▸ **Directions**
Find all lines in the listing that include the word "glass", then copy them.

▸ **Data listing**
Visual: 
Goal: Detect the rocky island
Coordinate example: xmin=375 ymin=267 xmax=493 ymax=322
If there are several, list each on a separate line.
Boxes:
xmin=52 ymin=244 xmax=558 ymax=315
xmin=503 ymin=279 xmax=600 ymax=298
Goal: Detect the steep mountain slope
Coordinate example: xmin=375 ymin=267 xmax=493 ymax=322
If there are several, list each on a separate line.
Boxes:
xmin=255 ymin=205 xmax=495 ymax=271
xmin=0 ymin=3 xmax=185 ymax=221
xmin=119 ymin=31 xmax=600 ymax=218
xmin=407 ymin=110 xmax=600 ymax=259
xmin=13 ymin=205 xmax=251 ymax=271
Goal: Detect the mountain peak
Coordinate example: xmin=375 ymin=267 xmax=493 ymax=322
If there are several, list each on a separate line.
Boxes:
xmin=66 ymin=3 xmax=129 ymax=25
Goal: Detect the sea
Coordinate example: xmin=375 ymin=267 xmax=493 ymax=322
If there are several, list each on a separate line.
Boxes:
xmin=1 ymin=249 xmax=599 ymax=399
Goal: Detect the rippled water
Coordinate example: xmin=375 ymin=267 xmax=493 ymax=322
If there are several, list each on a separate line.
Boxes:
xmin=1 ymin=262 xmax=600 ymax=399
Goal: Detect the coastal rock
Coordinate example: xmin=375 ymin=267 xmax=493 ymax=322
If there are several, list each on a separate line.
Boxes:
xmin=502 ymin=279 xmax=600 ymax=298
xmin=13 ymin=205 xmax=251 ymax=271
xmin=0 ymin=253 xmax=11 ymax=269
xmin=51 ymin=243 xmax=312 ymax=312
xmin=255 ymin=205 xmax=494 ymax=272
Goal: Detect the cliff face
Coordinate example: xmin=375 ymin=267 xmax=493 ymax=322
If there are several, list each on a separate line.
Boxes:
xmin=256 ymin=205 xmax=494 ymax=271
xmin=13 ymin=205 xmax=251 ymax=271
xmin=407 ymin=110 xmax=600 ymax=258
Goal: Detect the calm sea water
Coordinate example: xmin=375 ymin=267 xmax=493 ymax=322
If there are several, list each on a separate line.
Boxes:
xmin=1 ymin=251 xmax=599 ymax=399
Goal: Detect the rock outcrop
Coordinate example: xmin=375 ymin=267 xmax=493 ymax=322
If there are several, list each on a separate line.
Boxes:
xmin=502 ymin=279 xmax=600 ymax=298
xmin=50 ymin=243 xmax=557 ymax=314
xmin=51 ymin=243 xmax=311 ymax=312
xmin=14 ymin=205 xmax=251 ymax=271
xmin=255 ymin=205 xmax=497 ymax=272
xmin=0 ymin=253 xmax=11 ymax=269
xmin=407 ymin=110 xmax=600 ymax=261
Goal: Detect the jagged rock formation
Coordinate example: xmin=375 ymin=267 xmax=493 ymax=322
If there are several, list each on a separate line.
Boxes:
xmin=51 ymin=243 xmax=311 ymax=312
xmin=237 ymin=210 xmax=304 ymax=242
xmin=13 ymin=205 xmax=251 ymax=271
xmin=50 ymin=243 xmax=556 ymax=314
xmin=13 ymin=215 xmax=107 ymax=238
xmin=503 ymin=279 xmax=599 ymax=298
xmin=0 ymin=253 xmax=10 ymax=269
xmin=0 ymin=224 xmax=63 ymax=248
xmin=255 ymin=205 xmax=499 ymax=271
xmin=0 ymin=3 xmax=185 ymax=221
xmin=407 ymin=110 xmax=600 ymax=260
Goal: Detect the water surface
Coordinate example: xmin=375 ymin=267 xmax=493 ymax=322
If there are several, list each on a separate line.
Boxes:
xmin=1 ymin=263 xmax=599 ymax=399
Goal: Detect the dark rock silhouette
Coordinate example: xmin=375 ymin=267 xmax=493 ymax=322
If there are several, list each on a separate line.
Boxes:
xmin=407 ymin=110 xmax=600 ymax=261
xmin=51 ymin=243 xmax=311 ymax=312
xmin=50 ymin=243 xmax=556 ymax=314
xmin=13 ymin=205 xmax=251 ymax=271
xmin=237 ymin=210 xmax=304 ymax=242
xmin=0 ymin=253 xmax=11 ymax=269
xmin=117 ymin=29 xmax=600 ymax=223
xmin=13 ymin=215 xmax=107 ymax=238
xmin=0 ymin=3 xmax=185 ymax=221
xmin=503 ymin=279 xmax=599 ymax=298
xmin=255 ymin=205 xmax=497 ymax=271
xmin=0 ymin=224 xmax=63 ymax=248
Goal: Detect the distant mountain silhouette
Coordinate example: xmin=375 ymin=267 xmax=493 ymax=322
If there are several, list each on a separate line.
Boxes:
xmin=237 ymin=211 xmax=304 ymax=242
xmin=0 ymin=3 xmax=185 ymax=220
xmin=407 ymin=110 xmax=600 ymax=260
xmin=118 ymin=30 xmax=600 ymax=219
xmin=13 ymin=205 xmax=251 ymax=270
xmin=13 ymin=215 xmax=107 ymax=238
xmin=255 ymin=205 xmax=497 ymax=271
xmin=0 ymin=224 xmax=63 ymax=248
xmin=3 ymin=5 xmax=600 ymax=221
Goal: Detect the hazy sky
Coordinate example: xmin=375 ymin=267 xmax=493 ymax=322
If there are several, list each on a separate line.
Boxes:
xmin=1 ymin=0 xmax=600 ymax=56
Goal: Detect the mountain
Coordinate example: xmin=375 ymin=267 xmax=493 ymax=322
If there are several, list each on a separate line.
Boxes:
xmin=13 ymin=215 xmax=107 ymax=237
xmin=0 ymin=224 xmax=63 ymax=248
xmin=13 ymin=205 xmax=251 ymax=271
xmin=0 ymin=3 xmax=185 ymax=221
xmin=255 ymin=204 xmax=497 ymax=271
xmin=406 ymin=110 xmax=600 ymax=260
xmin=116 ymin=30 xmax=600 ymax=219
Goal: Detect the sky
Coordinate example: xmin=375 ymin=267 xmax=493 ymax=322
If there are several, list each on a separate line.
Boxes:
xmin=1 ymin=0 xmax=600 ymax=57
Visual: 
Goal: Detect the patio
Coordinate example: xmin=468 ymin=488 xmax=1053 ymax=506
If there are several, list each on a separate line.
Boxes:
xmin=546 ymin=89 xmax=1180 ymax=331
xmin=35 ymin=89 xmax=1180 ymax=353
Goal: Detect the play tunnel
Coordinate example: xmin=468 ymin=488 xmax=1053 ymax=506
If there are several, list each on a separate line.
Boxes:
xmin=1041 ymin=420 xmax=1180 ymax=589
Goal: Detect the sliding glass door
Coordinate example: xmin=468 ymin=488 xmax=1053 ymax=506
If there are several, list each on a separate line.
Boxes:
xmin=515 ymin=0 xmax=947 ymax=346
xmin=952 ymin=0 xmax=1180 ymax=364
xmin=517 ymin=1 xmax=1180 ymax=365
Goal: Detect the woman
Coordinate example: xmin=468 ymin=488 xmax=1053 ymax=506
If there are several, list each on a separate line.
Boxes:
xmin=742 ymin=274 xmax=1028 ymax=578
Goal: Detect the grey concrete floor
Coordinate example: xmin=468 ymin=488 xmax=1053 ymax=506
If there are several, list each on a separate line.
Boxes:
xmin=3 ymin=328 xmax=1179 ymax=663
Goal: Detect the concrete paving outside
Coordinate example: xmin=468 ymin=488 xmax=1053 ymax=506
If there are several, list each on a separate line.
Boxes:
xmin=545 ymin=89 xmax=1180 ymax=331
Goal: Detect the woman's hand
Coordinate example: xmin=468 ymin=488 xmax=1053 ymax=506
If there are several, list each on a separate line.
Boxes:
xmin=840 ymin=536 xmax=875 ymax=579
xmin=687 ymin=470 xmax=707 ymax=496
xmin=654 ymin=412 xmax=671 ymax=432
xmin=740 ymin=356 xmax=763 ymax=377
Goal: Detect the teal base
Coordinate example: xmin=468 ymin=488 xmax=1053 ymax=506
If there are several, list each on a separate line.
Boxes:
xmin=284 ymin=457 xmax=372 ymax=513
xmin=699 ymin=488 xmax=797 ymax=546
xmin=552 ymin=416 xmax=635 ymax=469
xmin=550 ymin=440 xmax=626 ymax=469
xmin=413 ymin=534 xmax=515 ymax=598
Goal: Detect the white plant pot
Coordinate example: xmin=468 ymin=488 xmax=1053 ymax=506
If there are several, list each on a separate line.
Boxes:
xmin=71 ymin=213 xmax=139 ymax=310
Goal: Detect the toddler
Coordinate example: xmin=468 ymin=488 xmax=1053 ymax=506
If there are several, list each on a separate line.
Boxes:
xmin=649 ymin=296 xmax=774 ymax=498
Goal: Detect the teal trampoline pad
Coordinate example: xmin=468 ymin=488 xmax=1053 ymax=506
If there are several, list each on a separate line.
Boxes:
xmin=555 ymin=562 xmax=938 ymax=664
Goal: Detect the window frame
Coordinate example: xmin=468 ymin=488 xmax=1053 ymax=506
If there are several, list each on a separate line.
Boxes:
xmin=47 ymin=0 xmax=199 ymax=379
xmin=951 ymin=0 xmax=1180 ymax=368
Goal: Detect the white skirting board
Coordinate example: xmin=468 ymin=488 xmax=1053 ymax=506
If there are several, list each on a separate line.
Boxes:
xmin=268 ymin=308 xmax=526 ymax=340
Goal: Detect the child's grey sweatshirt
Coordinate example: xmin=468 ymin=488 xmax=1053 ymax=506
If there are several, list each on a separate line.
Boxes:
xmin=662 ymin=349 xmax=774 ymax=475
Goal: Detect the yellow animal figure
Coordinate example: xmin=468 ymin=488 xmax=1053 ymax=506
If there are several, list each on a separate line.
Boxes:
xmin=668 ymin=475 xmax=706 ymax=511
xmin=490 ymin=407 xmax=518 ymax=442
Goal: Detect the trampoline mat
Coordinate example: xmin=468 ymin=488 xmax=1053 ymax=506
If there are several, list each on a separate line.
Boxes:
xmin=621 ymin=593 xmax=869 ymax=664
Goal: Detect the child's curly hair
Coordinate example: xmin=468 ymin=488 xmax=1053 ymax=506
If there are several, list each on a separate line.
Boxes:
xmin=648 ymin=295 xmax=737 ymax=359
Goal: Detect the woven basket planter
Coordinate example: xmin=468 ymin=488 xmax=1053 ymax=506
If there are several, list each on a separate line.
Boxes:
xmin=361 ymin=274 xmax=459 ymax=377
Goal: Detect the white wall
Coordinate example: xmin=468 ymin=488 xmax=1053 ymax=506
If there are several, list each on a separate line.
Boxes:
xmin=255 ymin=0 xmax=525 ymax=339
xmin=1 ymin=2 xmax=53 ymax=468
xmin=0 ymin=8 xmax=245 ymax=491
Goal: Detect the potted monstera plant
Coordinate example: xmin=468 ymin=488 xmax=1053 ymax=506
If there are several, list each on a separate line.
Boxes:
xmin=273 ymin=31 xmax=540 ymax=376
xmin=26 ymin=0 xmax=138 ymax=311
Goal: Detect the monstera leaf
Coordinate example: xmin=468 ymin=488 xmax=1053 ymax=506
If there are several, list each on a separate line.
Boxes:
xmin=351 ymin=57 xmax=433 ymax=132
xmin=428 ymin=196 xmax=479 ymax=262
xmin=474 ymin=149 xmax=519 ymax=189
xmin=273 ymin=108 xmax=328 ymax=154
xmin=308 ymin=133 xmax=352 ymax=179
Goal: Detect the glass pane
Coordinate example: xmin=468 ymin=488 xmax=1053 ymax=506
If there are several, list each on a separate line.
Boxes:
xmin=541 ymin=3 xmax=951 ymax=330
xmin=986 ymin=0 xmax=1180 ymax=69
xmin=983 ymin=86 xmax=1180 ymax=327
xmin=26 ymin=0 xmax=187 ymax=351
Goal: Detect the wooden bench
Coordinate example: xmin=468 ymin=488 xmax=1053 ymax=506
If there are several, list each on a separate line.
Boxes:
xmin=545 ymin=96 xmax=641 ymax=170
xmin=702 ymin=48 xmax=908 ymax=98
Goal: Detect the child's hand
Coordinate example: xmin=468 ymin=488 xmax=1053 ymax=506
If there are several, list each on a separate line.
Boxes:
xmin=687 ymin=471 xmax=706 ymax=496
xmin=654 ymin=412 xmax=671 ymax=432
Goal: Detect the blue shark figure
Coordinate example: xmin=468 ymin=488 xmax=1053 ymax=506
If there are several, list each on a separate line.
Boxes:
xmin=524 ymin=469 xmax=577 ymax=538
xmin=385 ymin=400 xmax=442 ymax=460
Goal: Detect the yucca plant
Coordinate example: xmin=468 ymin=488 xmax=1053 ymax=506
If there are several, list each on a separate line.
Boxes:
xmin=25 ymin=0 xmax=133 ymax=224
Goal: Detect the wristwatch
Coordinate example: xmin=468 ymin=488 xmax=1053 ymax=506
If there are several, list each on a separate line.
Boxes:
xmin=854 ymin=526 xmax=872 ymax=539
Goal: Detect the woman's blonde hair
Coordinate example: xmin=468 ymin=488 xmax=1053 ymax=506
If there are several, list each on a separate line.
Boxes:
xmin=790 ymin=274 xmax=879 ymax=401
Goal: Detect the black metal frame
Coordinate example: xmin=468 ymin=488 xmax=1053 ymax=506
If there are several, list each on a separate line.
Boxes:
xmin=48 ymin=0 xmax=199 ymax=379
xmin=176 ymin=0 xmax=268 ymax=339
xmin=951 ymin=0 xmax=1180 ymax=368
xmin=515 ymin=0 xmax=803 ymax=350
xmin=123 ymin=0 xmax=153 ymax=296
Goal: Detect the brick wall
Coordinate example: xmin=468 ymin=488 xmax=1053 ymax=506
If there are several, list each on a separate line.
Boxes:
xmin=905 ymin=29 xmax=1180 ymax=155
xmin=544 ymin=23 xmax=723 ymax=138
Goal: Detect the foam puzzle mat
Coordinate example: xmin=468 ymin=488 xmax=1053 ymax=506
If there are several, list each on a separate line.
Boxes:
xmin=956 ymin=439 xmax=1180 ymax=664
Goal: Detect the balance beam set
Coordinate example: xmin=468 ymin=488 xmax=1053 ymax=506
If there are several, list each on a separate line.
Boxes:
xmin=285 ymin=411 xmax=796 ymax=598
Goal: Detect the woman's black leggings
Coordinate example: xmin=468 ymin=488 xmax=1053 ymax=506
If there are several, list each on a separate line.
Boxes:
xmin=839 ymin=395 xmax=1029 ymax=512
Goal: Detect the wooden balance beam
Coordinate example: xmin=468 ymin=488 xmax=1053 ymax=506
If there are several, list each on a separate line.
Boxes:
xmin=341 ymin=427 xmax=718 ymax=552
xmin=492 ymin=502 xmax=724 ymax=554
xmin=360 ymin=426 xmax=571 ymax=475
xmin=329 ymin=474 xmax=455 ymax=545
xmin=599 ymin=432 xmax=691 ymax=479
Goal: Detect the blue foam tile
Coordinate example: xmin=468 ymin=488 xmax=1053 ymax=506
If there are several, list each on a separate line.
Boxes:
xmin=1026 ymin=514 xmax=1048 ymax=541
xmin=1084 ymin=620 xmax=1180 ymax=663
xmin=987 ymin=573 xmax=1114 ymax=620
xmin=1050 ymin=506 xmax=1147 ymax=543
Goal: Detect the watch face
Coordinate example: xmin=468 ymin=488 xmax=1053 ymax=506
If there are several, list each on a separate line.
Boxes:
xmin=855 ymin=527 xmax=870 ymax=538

▸ **Result for this exercise**
Goal: Detect the sliding glass door
Goal: Detect the glass pane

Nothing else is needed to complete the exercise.